**Short exercise**
Please copy out everything from the line containing "Crop-scouting request: mark the reed" down to the line containing "(1026, 710)", both included, with nothing altered.

**Data for processing**
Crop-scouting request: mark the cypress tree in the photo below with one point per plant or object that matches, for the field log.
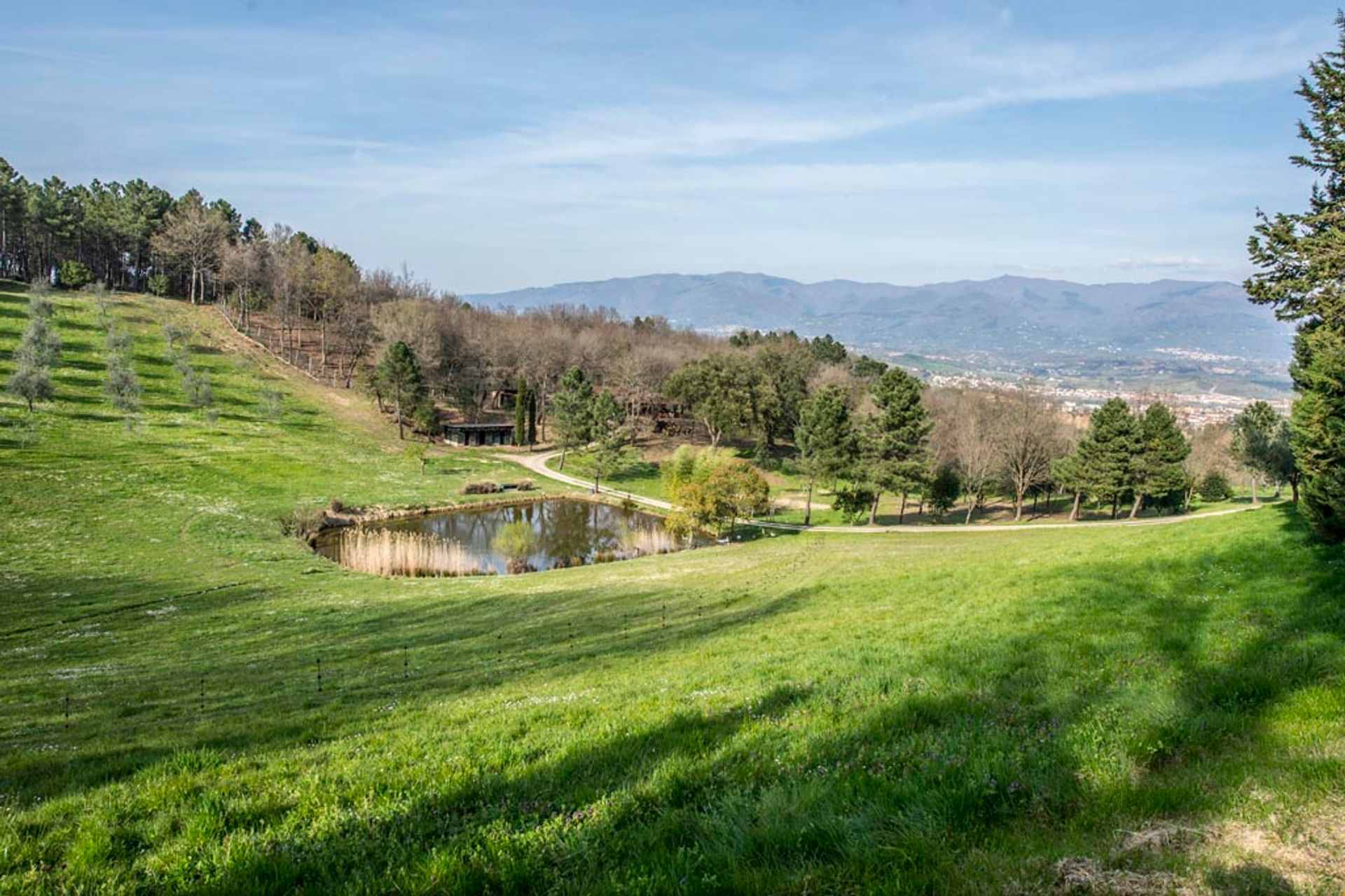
(521, 412)
(1302, 276)
(532, 416)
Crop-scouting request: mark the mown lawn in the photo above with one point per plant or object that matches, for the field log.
(1009, 712)
(639, 475)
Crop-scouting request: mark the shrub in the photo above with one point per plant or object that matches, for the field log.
(855, 502)
(73, 275)
(943, 491)
(1215, 488)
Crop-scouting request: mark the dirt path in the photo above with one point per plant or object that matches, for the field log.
(537, 463)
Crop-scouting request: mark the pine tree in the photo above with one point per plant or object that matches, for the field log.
(572, 409)
(1302, 276)
(399, 378)
(892, 441)
(1105, 459)
(1157, 467)
(825, 438)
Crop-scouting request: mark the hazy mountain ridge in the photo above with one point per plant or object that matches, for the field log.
(1040, 326)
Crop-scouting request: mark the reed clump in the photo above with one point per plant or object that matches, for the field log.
(643, 542)
(387, 552)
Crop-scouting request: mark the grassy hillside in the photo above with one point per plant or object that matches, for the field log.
(1026, 710)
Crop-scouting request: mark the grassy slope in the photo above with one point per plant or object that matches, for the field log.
(802, 713)
(640, 476)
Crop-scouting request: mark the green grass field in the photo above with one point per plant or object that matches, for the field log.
(639, 475)
(191, 703)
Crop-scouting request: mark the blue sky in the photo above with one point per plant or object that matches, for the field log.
(494, 146)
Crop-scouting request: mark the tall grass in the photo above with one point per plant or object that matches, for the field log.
(387, 552)
(643, 542)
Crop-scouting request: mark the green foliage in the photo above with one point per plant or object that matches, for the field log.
(73, 275)
(943, 490)
(855, 501)
(609, 436)
(868, 368)
(780, 716)
(1157, 467)
(1301, 275)
(1215, 488)
(521, 401)
(892, 441)
(1263, 443)
(1320, 428)
(397, 380)
(516, 542)
(38, 352)
(736, 490)
(722, 390)
(123, 385)
(827, 350)
(1102, 464)
(572, 411)
(825, 438)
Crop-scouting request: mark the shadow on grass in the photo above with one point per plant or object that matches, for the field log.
(895, 773)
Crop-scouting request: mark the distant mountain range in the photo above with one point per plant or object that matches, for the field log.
(1165, 334)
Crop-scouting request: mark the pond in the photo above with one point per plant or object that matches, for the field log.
(498, 539)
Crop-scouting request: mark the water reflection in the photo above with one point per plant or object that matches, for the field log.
(567, 532)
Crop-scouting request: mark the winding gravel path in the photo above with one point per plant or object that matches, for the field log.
(537, 463)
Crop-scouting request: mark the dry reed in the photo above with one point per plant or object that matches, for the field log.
(387, 552)
(639, 542)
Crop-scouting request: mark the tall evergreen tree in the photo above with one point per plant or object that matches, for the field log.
(825, 439)
(1157, 469)
(572, 412)
(532, 416)
(521, 412)
(399, 378)
(1302, 276)
(892, 443)
(1103, 460)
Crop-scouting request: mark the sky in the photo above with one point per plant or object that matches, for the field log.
(497, 146)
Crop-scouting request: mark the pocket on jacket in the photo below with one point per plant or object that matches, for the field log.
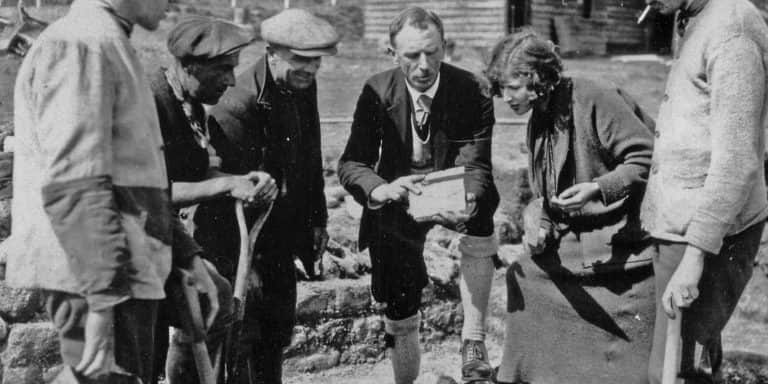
(678, 203)
(685, 180)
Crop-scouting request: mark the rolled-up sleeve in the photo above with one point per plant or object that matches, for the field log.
(737, 78)
(73, 97)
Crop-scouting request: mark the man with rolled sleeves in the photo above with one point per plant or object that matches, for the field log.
(705, 204)
(92, 220)
(272, 119)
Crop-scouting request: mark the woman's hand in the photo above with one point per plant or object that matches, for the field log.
(539, 244)
(575, 197)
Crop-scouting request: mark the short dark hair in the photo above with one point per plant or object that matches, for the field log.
(414, 16)
(525, 53)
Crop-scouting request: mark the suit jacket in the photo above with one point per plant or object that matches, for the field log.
(380, 144)
(279, 133)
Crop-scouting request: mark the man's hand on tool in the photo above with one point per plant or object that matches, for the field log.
(575, 197)
(266, 187)
(200, 272)
(99, 349)
(319, 241)
(396, 190)
(682, 289)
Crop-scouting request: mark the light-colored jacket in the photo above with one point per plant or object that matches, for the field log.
(91, 207)
(707, 178)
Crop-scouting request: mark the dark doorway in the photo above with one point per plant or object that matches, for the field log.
(519, 14)
(661, 29)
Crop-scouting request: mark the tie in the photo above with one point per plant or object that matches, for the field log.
(423, 108)
(682, 22)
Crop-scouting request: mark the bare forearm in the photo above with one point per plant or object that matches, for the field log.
(185, 193)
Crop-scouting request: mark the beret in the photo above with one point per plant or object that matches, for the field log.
(206, 38)
(301, 32)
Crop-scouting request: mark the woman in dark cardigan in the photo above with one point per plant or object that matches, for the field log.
(580, 302)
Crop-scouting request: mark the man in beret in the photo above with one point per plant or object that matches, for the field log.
(423, 116)
(272, 119)
(206, 52)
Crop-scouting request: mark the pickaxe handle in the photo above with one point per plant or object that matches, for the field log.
(245, 260)
(672, 350)
(194, 326)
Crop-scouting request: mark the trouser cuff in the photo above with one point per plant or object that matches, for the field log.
(402, 327)
(474, 246)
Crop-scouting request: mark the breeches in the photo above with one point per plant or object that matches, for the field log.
(722, 283)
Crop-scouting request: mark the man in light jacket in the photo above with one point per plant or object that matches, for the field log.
(92, 223)
(705, 204)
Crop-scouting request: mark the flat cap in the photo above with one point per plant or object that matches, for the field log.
(301, 32)
(206, 38)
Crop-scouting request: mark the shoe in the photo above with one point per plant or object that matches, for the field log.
(474, 362)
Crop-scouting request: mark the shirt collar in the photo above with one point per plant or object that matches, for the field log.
(693, 8)
(431, 91)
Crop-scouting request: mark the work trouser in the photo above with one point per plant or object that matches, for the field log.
(180, 365)
(722, 283)
(134, 335)
(270, 307)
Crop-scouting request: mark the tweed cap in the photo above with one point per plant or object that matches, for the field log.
(198, 37)
(301, 32)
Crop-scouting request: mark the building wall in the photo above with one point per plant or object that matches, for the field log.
(482, 22)
(608, 25)
(469, 22)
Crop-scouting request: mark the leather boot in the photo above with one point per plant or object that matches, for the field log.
(474, 362)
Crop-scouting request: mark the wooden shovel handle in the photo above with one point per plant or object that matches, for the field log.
(672, 350)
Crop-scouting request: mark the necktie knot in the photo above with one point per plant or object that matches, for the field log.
(423, 107)
(425, 103)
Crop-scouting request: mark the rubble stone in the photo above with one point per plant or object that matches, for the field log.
(19, 305)
(31, 344)
(23, 375)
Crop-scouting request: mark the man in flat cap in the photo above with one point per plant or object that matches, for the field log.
(271, 117)
(206, 52)
(423, 116)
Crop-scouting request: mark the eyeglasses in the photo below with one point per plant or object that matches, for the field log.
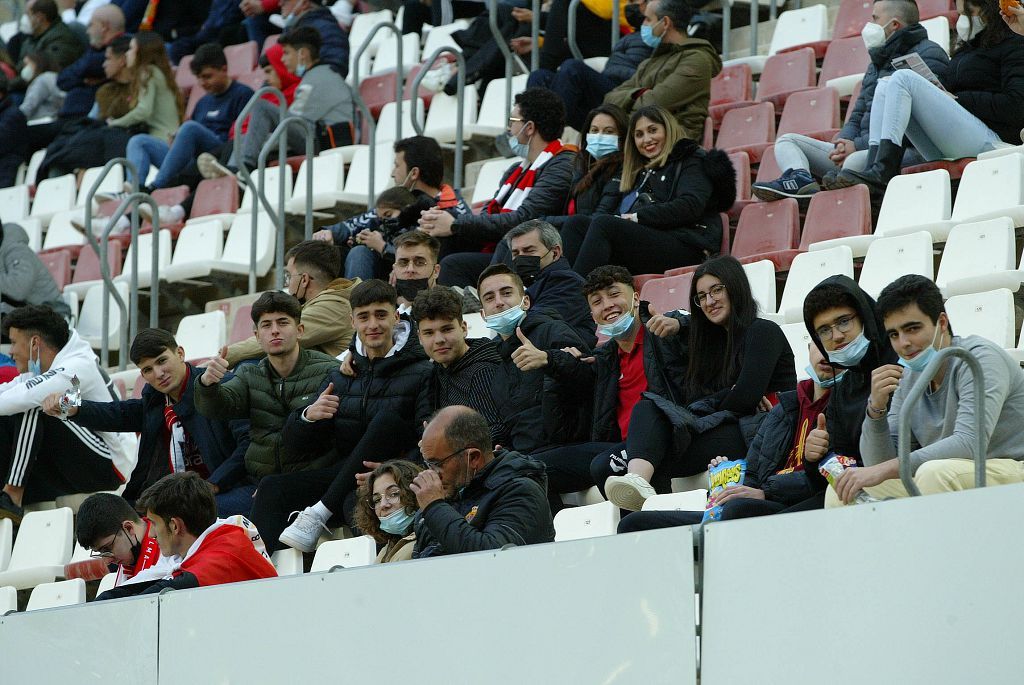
(842, 325)
(435, 466)
(392, 497)
(715, 293)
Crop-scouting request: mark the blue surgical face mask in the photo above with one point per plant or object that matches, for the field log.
(919, 362)
(397, 522)
(601, 144)
(617, 328)
(851, 355)
(826, 383)
(648, 37)
(504, 323)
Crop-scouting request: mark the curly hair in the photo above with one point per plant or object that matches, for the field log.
(365, 517)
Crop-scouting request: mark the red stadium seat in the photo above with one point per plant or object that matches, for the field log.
(749, 129)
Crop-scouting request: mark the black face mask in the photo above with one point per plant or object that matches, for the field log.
(526, 267)
(408, 288)
(634, 15)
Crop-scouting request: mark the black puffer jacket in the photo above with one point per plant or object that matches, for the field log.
(845, 415)
(538, 408)
(908, 39)
(988, 82)
(665, 361)
(506, 503)
(396, 384)
(688, 193)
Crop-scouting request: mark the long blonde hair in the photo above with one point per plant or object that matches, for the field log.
(634, 162)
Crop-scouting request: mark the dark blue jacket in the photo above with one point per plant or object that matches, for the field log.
(222, 443)
(218, 113)
(558, 289)
(72, 79)
(334, 50)
(908, 39)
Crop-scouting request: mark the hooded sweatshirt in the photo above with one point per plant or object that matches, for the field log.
(75, 358)
(677, 77)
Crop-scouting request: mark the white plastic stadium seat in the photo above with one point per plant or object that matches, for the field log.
(61, 593)
(200, 246)
(202, 336)
(987, 314)
(590, 521)
(807, 270)
(690, 501)
(52, 196)
(43, 547)
(979, 256)
(90, 318)
(348, 553)
(889, 258)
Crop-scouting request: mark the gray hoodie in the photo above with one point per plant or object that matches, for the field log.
(24, 279)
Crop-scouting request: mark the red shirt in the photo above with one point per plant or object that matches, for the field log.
(632, 381)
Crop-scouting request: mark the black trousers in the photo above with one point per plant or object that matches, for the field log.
(568, 468)
(610, 240)
(387, 436)
(48, 457)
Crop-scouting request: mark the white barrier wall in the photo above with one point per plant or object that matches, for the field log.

**The response**
Crop-scouting request: mark the reed clump in the photo above with one point per plant or object that matches, for the field log.
(643, 542)
(387, 552)
Crop-scouting request: mark the grassy hillside in the photo above with one point per plant or object that matches, for the field log.
(1026, 710)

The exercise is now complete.